_Available records:_
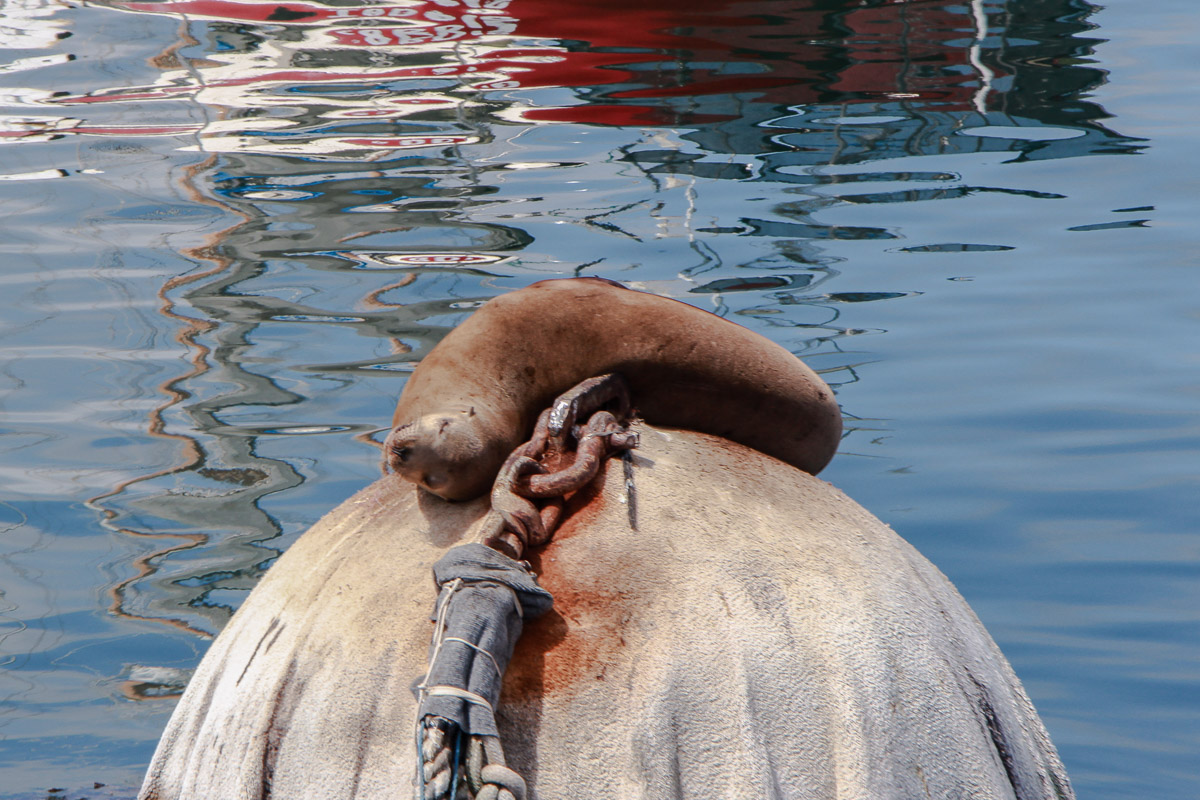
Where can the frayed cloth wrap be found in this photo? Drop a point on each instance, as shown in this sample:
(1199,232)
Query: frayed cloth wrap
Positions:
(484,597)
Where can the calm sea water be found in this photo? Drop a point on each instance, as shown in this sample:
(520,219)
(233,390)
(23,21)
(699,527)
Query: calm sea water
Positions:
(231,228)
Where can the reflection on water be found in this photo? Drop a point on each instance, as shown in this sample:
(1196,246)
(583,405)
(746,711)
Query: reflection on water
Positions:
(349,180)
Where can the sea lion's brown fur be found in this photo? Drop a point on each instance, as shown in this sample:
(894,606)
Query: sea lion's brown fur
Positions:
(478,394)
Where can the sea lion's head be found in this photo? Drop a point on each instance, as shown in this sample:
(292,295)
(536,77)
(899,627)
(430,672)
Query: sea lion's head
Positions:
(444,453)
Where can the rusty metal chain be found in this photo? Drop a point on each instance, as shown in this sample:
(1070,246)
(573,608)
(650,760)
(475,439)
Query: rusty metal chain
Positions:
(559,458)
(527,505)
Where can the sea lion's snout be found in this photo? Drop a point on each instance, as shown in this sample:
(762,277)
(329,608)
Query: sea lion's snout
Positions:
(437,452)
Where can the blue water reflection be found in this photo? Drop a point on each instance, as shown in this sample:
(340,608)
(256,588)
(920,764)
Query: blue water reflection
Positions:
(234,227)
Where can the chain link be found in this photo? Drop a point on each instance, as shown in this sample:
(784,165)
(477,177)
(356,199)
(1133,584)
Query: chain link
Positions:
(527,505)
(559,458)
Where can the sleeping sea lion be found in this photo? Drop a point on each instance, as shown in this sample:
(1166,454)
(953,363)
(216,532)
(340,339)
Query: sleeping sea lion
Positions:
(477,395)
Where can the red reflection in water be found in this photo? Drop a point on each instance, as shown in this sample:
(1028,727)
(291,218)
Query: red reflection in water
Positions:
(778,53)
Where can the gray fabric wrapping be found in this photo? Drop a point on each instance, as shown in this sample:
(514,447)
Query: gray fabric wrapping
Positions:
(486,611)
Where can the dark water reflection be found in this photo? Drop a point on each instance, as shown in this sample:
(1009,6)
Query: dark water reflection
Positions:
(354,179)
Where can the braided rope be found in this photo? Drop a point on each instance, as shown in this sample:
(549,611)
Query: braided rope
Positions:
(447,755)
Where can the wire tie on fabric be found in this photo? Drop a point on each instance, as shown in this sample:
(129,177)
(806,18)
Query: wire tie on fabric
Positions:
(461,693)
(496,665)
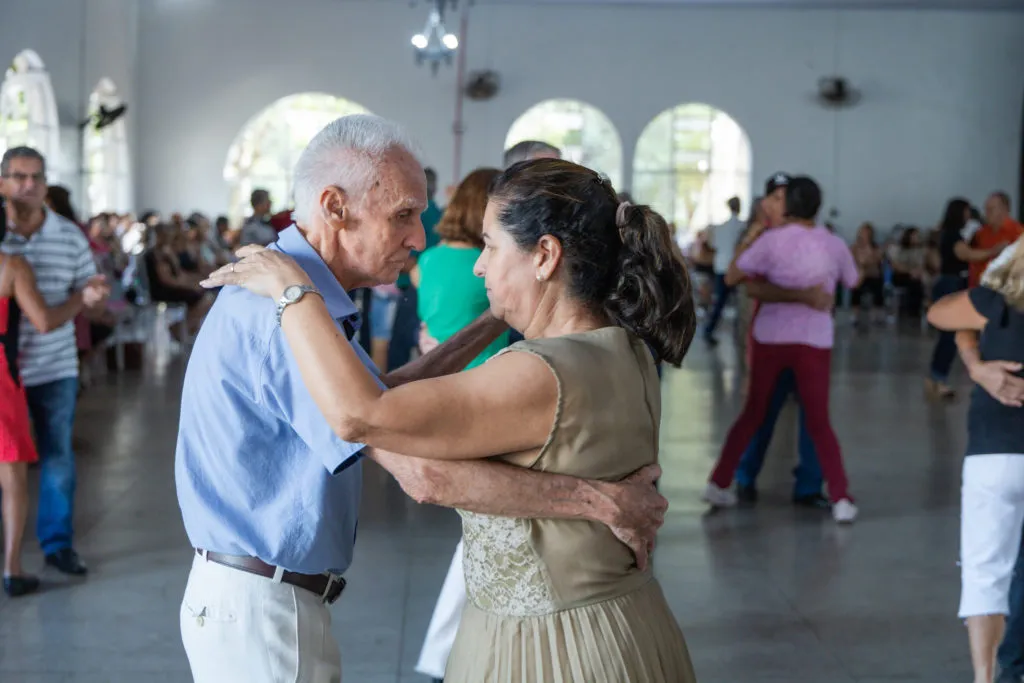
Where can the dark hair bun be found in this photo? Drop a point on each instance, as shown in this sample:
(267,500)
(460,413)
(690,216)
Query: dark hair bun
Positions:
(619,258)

_Problem description:_ Can you turn the stretch of the listing from the line containing "Where can the dark water" through the listing's last line into a numbered list, skipping blank lines and leaving the pictures out?

_Exercise response:_
1. Where can the dark water reflection be found in this photo? Drop a point on each instance, as shown in this sample:
2. (1009,6)
3. Query: dark water reflection
4. Positions:
5. (354,179)
6. Where can the braided rope be found in this photo? Drop a point on each instance, as shown in this sample:
7. (549,611)
8. Query: braided rope
9. Positions:
10. (447,755)
11. Where can the wire tie on fabric be found in this photo? Drop a point on each instance, as shown in this sample:
12. (129,177)
13. (806,18)
14. Query: wire tie on fabric
15. Positions:
16. (461,693)
17. (496,665)
18. Where can the dark hair bun be found in this photo? Drop a point on each instance, as shown in this sample:
19. (267,500)
20. (460,413)
21. (690,216)
22. Query: dark hair bun
23. Positions:
24. (619,258)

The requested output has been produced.